:: Records provided

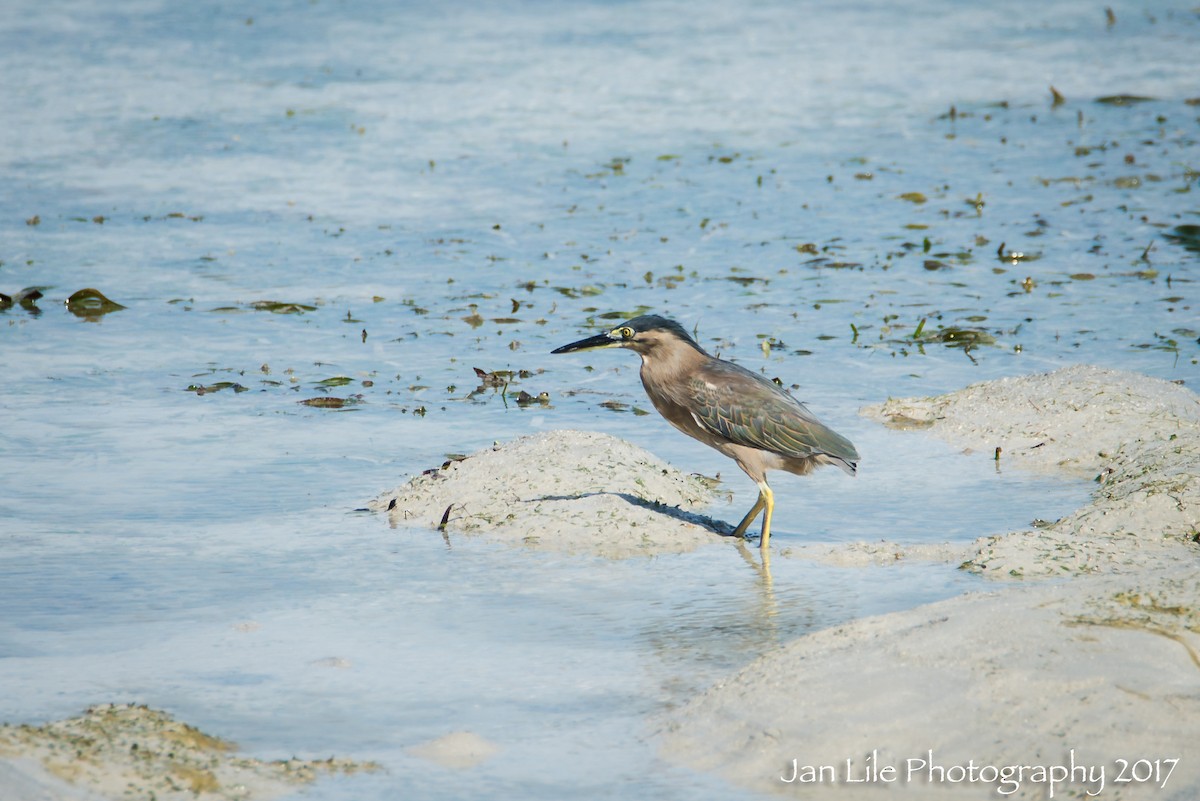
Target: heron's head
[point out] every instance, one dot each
(648, 335)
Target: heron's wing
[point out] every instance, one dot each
(748, 409)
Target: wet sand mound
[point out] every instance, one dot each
(567, 491)
(1097, 672)
(1138, 437)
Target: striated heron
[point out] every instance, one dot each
(742, 414)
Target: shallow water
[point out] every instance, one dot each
(450, 191)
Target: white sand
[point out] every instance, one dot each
(1105, 663)
(1101, 666)
(568, 491)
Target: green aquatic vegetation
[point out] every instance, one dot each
(526, 399)
(27, 299)
(1186, 236)
(274, 307)
(328, 402)
(91, 305)
(205, 389)
(1125, 100)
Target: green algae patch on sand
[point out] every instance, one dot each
(130, 751)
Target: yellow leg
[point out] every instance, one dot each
(768, 499)
(749, 518)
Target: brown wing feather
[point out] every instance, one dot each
(748, 409)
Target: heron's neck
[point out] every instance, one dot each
(672, 368)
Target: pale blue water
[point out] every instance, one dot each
(413, 169)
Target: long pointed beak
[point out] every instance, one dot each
(591, 343)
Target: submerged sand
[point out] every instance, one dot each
(1096, 675)
(564, 491)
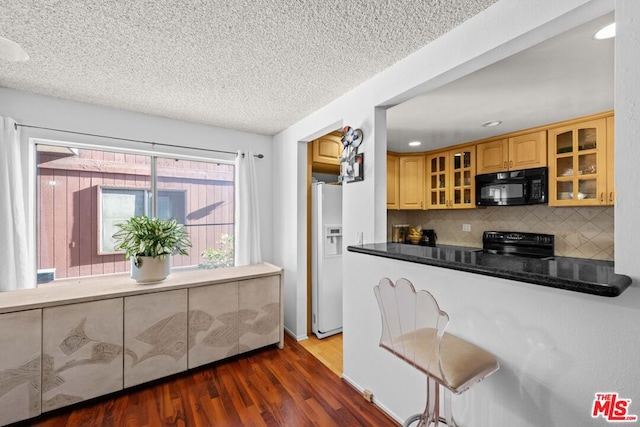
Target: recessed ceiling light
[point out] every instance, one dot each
(606, 32)
(491, 123)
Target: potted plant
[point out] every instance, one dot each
(149, 243)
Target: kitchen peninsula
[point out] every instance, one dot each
(572, 274)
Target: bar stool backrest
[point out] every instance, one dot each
(412, 325)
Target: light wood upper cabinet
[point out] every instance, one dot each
(393, 181)
(515, 153)
(326, 152)
(493, 156)
(611, 183)
(411, 187)
(581, 164)
(451, 179)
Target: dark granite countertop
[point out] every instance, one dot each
(573, 274)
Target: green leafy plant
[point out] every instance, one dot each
(223, 256)
(153, 237)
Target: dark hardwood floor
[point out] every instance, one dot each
(269, 387)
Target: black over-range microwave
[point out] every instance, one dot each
(521, 187)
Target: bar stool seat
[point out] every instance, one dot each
(413, 329)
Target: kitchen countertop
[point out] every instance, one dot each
(573, 274)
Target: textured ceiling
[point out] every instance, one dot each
(257, 66)
(567, 76)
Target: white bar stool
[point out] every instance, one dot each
(413, 329)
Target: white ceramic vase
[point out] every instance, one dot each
(150, 269)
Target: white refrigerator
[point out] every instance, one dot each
(326, 259)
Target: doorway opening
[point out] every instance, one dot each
(324, 251)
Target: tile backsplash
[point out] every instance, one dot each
(582, 232)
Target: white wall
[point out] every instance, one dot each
(50, 112)
(525, 388)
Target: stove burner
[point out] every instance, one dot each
(532, 245)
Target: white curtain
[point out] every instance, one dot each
(16, 268)
(247, 227)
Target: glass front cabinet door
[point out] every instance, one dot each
(578, 164)
(451, 179)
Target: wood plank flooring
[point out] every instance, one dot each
(327, 350)
(269, 387)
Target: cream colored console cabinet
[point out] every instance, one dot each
(82, 338)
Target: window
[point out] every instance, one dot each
(83, 193)
(119, 204)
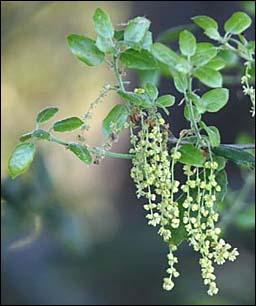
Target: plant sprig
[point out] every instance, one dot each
(190, 216)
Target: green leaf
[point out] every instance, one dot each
(180, 81)
(151, 90)
(190, 155)
(41, 134)
(136, 29)
(188, 114)
(81, 151)
(68, 124)
(141, 100)
(216, 63)
(222, 180)
(149, 76)
(246, 219)
(85, 50)
(215, 99)
(173, 33)
(237, 23)
(221, 162)
(104, 44)
(187, 43)
(204, 53)
(26, 137)
(212, 33)
(115, 120)
(165, 101)
(213, 134)
(165, 55)
(46, 114)
(102, 23)
(197, 101)
(141, 60)
(238, 156)
(119, 35)
(183, 66)
(231, 59)
(21, 159)
(208, 77)
(205, 22)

::::

| Written problem |
Repeat the listing in full and exactly. Leave any pictures out.

| Task answer |
Target: heron's head
[point out] every instance, one dot each
(648, 335)
Target: heron's wing
[point out] every instance, one dot each
(748, 409)
Target: wet sand mound
[point out] every instance, one dot each
(567, 491)
(1097, 672)
(1138, 437)
Target: striated heron
[point out] every instance, one dot each
(742, 414)
Target: shallow water
[point out] every instance, one dot each
(450, 191)
Target: white sand
[point out] every instance, one dot each
(1105, 663)
(1101, 666)
(568, 491)
Target: green aquatic vegetation
[point out] every instance, one dot each
(526, 399)
(27, 299)
(1186, 236)
(274, 307)
(328, 402)
(91, 305)
(205, 389)
(1125, 100)
Target: green algae patch on sand
[point out] every instance, one dot each
(130, 751)
Target: yellow leg
[point out] every instance, one dot each
(768, 499)
(749, 518)
Target: brown wing feather
[point out] every instance, one dot each
(748, 409)
Target: heron's neck
[point out] every instance, one dot each
(672, 368)
Target: pale blue water
[point out] every instance, one dot each
(413, 169)
Target: long pointed beak
[point out] every instance, one dot each
(591, 343)
Target: submerged sand
[point out] every instance, one dot each
(1096, 675)
(564, 491)
Target: recessed ceiling light
[point out] every instance, one dot each
(606, 32)
(491, 123)
Target: potted plant
[point out] every instance, one dot each
(149, 243)
Target: kitchen peninsula
[point out] every instance, one dot each
(572, 274)
Target: bar stool backrest
[point out] every instance, one dot each
(412, 325)
Target: light wood upper cabinet
[point out] every instance, one dot each
(393, 181)
(515, 153)
(326, 152)
(493, 156)
(611, 183)
(411, 187)
(581, 164)
(451, 179)
Target: dark granite countertop
[point out] every instance, one dot each
(573, 274)
Target: green leafy plant
[point out] every instance, one dot each
(223, 256)
(153, 237)
Target: dark hardwood floor
[point out] every instance, one dot each
(269, 387)
Target: black over-range microwave
[point out] every instance, one dot each
(521, 187)
Target: bar stool seat
[point out] every instance, one dot each
(413, 329)
Target: kitchen countertop
[point out] every instance, one dot each
(573, 274)
Target: textured ceiling
[point out] every instance, one dot each
(257, 66)
(567, 76)
Target: white bar stool
[point out] every instance, one dot each
(413, 329)
Target: white ceramic vase
[point out] every instance, one dot each
(150, 269)
Target: white refrigerator
[point out] every instance, one dot each
(326, 259)
Target: doorway opening
[point out] every instance, one dot each
(324, 251)
Target: tile backsplash
[point out] every instance, one dot each
(582, 232)
Target: white wall
[point out] every instance, one dot each
(50, 112)
(525, 388)
Target: stove burner
[point out] every instance, one dot each
(532, 245)
Target: white curtain
[point out] every instance, one dot each
(16, 268)
(247, 227)
Target: glass front cabinet door
[point out] every instance, one dot each
(578, 164)
(451, 179)
Target: wood plank flooring
[point out] every instance, one dot each
(327, 350)
(269, 387)
Target: cream colored console cabinet
[point out] every instance, one dot each
(82, 338)
Target: window
[point out] every instance, one dot each
(83, 193)
(119, 204)
Target: plant sprig
[point out] every instance, one dot each
(190, 216)
Target: green leaf
[point out] every instance, one dot each
(180, 81)
(151, 90)
(190, 155)
(41, 134)
(136, 29)
(188, 114)
(81, 151)
(68, 124)
(141, 100)
(216, 63)
(222, 180)
(149, 76)
(246, 219)
(85, 50)
(215, 99)
(173, 33)
(237, 23)
(221, 162)
(104, 44)
(187, 43)
(204, 53)
(26, 137)
(212, 33)
(115, 120)
(165, 101)
(213, 134)
(165, 55)
(46, 114)
(102, 23)
(197, 101)
(141, 60)
(238, 156)
(119, 35)
(183, 66)
(231, 59)
(21, 159)
(208, 77)
(205, 22)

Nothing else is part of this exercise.